++++ Material for the task ++++

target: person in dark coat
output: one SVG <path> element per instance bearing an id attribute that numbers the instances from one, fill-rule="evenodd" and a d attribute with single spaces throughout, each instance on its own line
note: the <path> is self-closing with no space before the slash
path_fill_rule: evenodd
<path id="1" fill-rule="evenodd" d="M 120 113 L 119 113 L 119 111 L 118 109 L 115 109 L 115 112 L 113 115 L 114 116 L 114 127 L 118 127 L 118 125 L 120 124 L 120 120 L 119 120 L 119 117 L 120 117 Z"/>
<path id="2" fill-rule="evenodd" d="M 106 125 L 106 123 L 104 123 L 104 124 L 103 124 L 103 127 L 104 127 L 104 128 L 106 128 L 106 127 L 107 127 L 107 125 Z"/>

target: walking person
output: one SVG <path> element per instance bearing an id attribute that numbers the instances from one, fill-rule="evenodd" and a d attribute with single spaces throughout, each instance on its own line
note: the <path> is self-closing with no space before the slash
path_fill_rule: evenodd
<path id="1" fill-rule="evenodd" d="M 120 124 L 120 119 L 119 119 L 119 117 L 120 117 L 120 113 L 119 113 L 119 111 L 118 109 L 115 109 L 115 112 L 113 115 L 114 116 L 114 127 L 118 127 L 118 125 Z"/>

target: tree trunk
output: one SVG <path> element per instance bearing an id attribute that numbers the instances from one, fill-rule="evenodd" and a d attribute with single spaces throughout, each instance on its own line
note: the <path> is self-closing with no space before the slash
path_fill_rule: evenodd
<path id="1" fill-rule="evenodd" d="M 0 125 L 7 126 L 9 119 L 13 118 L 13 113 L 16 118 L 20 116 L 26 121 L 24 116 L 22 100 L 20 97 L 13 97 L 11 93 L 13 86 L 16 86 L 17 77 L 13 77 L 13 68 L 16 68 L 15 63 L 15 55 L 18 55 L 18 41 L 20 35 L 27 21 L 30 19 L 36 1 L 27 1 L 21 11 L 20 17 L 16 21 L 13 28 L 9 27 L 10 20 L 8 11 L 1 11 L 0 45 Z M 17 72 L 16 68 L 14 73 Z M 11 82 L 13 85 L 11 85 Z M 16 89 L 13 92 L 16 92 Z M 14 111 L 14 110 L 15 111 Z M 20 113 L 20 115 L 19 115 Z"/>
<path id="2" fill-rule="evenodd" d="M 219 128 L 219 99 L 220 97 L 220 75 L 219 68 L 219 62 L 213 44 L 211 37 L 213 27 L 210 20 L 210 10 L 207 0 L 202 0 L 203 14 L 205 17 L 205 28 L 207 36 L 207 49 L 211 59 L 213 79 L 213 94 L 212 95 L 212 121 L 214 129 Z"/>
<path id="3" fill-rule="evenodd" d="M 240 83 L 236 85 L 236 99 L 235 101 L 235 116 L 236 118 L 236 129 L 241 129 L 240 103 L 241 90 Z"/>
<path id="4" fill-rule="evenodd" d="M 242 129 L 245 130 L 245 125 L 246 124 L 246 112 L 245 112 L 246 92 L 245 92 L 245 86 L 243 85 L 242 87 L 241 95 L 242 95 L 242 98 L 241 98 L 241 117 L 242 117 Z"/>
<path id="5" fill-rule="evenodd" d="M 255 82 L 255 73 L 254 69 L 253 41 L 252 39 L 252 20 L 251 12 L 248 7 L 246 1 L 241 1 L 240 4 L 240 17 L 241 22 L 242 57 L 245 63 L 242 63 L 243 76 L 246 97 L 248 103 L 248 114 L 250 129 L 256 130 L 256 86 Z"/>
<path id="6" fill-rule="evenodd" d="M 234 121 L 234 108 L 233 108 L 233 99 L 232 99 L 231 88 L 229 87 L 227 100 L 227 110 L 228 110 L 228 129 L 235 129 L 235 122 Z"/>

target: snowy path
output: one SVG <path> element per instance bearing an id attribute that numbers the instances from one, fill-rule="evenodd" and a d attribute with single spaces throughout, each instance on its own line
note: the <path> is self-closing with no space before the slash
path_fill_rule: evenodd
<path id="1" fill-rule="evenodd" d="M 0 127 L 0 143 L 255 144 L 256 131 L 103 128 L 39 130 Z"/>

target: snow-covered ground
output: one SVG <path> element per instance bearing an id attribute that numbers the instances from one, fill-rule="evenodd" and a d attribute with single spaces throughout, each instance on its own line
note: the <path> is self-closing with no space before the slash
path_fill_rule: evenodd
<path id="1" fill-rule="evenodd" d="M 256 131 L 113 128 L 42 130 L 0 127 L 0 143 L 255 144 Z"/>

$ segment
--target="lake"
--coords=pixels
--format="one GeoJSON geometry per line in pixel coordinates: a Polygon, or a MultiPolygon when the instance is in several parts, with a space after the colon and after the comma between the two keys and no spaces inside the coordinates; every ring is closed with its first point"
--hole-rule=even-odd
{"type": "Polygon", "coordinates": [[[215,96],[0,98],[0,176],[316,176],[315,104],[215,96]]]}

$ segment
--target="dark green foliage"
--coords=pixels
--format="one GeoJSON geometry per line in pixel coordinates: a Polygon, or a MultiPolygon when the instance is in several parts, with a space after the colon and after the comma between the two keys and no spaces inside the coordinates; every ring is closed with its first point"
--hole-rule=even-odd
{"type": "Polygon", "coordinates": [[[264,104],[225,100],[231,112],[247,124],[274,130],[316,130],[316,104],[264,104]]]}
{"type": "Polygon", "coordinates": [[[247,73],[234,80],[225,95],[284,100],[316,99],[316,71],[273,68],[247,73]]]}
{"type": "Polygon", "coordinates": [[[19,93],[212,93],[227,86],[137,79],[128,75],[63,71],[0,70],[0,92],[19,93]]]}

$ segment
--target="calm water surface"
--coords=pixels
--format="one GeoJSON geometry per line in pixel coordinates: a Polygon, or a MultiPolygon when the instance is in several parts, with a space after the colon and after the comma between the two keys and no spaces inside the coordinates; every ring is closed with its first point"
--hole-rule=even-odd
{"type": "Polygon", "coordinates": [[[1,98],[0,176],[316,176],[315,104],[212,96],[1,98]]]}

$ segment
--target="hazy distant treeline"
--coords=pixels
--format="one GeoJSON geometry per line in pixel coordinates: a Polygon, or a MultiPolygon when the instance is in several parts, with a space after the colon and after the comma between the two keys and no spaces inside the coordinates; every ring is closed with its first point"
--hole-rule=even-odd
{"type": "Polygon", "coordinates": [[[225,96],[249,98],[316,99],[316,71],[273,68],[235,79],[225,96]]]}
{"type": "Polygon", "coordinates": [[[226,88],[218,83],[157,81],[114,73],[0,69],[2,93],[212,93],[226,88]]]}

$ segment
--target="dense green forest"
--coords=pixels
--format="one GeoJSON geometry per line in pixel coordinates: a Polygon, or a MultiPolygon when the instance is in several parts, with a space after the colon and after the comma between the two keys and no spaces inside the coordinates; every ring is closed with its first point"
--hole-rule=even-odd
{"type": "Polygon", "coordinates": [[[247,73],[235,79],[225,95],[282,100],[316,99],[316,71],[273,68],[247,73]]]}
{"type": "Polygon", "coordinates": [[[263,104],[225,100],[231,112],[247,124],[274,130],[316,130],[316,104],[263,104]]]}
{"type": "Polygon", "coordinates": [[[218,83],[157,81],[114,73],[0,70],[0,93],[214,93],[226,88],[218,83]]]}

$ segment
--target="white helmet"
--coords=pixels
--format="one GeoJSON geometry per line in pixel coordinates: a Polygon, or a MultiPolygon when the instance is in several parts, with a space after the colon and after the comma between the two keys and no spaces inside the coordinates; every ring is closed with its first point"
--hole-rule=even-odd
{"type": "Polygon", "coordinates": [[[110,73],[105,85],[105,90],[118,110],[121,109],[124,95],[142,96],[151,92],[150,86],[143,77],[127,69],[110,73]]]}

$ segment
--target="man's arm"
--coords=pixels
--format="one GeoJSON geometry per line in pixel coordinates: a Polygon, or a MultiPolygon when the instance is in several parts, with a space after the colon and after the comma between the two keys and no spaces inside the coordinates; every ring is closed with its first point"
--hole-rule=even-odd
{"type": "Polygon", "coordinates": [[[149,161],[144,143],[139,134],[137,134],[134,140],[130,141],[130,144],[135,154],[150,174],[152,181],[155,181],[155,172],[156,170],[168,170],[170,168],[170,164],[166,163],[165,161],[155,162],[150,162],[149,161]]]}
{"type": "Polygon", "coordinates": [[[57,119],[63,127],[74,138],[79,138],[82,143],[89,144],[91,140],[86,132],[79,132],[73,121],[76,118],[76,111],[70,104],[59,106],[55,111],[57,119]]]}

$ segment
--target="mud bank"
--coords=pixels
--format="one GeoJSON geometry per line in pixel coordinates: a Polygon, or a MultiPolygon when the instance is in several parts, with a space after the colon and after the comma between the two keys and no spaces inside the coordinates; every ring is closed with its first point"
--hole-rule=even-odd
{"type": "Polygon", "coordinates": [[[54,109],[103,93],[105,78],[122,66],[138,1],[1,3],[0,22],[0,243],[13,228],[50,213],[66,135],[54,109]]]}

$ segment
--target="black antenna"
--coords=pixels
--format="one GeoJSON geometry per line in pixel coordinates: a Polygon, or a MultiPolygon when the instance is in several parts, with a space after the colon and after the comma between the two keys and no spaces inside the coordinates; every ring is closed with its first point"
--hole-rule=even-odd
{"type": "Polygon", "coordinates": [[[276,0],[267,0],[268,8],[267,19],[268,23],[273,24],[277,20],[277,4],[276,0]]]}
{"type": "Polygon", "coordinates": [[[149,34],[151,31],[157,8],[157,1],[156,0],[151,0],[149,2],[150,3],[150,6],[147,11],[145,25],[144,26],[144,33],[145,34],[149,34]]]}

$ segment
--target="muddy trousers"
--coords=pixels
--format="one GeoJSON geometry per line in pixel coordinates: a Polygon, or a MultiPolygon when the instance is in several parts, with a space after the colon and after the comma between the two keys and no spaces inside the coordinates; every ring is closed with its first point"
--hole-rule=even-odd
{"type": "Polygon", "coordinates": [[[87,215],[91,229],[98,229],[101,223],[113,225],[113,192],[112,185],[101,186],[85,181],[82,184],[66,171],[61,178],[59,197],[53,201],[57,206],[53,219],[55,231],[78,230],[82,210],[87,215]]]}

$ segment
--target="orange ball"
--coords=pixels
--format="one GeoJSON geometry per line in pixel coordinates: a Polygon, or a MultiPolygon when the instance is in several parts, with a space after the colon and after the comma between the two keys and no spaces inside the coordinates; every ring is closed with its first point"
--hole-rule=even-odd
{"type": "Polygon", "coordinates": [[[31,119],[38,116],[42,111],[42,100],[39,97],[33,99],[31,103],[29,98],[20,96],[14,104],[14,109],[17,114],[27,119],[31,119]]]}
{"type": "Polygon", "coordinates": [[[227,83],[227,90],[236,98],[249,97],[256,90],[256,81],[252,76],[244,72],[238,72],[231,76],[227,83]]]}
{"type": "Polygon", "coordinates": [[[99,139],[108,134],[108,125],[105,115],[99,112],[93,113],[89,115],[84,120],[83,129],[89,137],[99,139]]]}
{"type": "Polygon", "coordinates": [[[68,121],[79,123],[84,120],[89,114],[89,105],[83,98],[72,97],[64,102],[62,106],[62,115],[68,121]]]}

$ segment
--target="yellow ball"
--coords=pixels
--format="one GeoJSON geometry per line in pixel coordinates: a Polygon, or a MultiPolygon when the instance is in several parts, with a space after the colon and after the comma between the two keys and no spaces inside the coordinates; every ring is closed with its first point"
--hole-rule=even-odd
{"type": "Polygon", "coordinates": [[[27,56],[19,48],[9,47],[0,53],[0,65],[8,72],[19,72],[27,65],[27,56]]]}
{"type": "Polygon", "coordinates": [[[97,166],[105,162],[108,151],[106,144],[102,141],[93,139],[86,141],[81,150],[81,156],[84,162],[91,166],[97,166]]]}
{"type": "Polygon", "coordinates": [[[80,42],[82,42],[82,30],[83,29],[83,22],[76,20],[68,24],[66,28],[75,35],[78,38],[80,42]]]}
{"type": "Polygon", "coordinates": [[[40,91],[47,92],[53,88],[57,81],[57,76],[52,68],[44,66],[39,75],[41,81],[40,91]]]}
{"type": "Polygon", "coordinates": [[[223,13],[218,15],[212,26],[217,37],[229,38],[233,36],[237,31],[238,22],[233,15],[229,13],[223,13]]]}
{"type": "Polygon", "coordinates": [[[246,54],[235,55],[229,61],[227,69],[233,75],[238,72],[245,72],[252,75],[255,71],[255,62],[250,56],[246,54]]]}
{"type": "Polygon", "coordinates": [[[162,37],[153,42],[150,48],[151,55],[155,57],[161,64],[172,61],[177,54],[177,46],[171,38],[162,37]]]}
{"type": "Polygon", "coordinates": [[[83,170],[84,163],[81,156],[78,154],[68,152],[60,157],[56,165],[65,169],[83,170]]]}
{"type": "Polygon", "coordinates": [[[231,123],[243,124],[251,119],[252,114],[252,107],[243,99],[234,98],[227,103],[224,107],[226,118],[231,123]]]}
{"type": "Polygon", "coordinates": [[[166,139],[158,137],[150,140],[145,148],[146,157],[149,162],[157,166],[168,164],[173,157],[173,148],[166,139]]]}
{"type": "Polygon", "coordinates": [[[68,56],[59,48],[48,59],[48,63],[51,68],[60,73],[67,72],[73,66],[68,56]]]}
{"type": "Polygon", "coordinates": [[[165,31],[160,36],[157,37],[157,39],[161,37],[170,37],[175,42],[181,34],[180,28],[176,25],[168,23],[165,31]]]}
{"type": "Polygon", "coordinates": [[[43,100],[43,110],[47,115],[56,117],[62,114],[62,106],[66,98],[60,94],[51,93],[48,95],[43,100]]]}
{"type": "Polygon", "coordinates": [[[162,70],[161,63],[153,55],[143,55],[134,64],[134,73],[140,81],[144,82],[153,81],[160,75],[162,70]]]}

++++

*Brief*
Output the listing above as a JSON array of strings, one string per line and blank lines omitted. Start at the line that contains "target: tree trunk" and stop after the line that contains "234 121 L 234".

*Correct answer*
[
  "target: tree trunk",
  "output: one SVG <path> element per instance bearing an id attribute that numbers the instances from one, fill-rule=\"evenodd\" and a d attribute with single spaces throughout, each instance on its own line",
  "note: the <path> is self-closing with no space before the slash",
  "path_fill_rule: evenodd",
  "<path id=\"1\" fill-rule=\"evenodd\" d=\"M 0 125 L 7 126 L 9 119 L 13 118 L 13 113 L 16 118 L 20 116 L 26 121 L 24 116 L 22 100 L 20 97 L 13 97 L 11 93 L 13 86 L 16 86 L 17 77 L 13 77 L 13 68 L 16 68 L 15 63 L 15 55 L 18 55 L 18 41 L 20 35 L 27 21 L 30 19 L 36 1 L 27 1 L 21 11 L 20 17 L 16 21 L 13 28 L 9 27 L 10 20 L 8 11 L 1 11 L 0 45 Z M 17 72 L 16 68 L 14 73 Z M 11 82 L 13 85 L 11 85 Z M 16 89 L 13 92 L 16 92 Z M 14 111 L 14 110 L 15 111 Z M 20 113 L 20 115 L 19 115 Z\"/>",
  "<path id=\"2\" fill-rule=\"evenodd\" d=\"M 219 128 L 219 99 L 220 97 L 220 75 L 219 68 L 219 62 L 213 44 L 211 37 L 213 27 L 210 20 L 210 10 L 207 0 L 202 0 L 203 14 L 205 17 L 205 28 L 207 36 L 207 49 L 211 59 L 213 79 L 213 94 L 212 95 L 212 121 L 214 129 Z\"/>",
  "<path id=\"3\" fill-rule=\"evenodd\" d=\"M 240 83 L 236 85 L 236 99 L 235 101 L 235 116 L 236 118 L 236 129 L 241 129 L 240 103 L 241 90 Z\"/>",
  "<path id=\"4\" fill-rule=\"evenodd\" d=\"M 242 129 L 245 130 L 245 125 L 246 124 L 246 112 L 245 112 L 246 92 L 245 92 L 245 86 L 243 85 L 242 87 L 241 95 L 242 95 L 242 98 L 241 98 L 241 117 L 242 117 Z\"/>",
  "<path id=\"5\" fill-rule=\"evenodd\" d=\"M 255 82 L 255 73 L 254 69 L 253 41 L 252 39 L 252 20 L 251 12 L 248 7 L 246 1 L 241 1 L 240 4 L 240 17 L 241 22 L 242 57 L 245 63 L 242 63 L 243 76 L 246 97 L 248 103 L 248 114 L 250 129 L 256 130 L 256 86 Z\"/>",
  "<path id=\"6\" fill-rule=\"evenodd\" d=\"M 234 121 L 234 108 L 233 108 L 233 99 L 232 99 L 231 88 L 229 87 L 227 100 L 227 110 L 228 110 L 228 129 L 235 129 L 235 122 Z\"/>"
]